*Written request*
Reproduce all of the data below, renaming every "one point per instance" to "one point per object" and leaving everything else unchanged.

* start Data extract *

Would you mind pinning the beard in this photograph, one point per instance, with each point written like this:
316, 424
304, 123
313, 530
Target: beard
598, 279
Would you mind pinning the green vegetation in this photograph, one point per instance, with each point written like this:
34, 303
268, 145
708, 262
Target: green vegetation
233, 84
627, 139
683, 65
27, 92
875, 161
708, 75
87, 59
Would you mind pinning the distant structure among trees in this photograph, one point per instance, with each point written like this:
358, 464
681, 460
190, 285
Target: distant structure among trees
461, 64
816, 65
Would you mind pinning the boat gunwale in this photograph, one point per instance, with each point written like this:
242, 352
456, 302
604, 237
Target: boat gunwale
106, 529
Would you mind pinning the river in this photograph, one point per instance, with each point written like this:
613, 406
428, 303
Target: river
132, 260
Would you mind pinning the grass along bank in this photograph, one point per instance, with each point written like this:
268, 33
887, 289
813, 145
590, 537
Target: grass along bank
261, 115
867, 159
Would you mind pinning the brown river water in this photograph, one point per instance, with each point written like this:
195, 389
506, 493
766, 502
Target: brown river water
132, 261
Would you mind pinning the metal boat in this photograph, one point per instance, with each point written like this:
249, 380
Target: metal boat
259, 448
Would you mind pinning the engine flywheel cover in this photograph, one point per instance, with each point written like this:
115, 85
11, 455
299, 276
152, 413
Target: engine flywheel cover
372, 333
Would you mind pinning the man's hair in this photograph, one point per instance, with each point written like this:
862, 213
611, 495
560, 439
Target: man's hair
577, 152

* end Data extract *

*Worked solution*
Would you mind pinning the beard in this photograph, one point per object, with each point written like this:
316, 424
304, 123
313, 530
Target: beard
598, 279
Would you mind pinning the green vegetation in this photograph, one point per object, with each point written like this:
34, 303
268, 145
708, 262
Target: green vegetation
233, 84
627, 139
683, 65
27, 92
875, 161
708, 75
87, 59
Would you mind pinning the distant structure among trees in this photograph, one point per object, with each point written like this:
358, 464
681, 460
190, 285
Target: distant structure among trees
461, 64
816, 65
Would you mind pinning the boat gunwale in this photograph, one point per object, with each point written like this:
242, 352
456, 302
604, 237
Target: boat gunwale
106, 529
Would you mind pinning the river in this photograph, one point per object, with each point written like this:
613, 406
428, 303
Target: river
132, 260
Would you mind pinning the grass along bank in this photograph, one point per object, with each point written like this:
268, 33
887, 289
813, 145
590, 537
Target: grass along bank
261, 115
867, 159
Would you mind pinning the brown river water in this photograph, one point per object, with each point written like this:
195, 389
506, 493
766, 502
Target: brown river water
132, 261
Would you mind pinning the metal boat in this photograph, one point per object, with each point written like this:
249, 380
Target: metal boat
259, 448
Would you mind pinning the engine flywheel cover in this photograph, one point per object, with each point written like this:
115, 85
11, 455
299, 276
152, 413
Target: engine flywheel cover
372, 333
Would you mind pinning the man's hair in this photograph, one point per object, with each point written like this:
862, 213
611, 495
560, 439
Target: man's hair
577, 152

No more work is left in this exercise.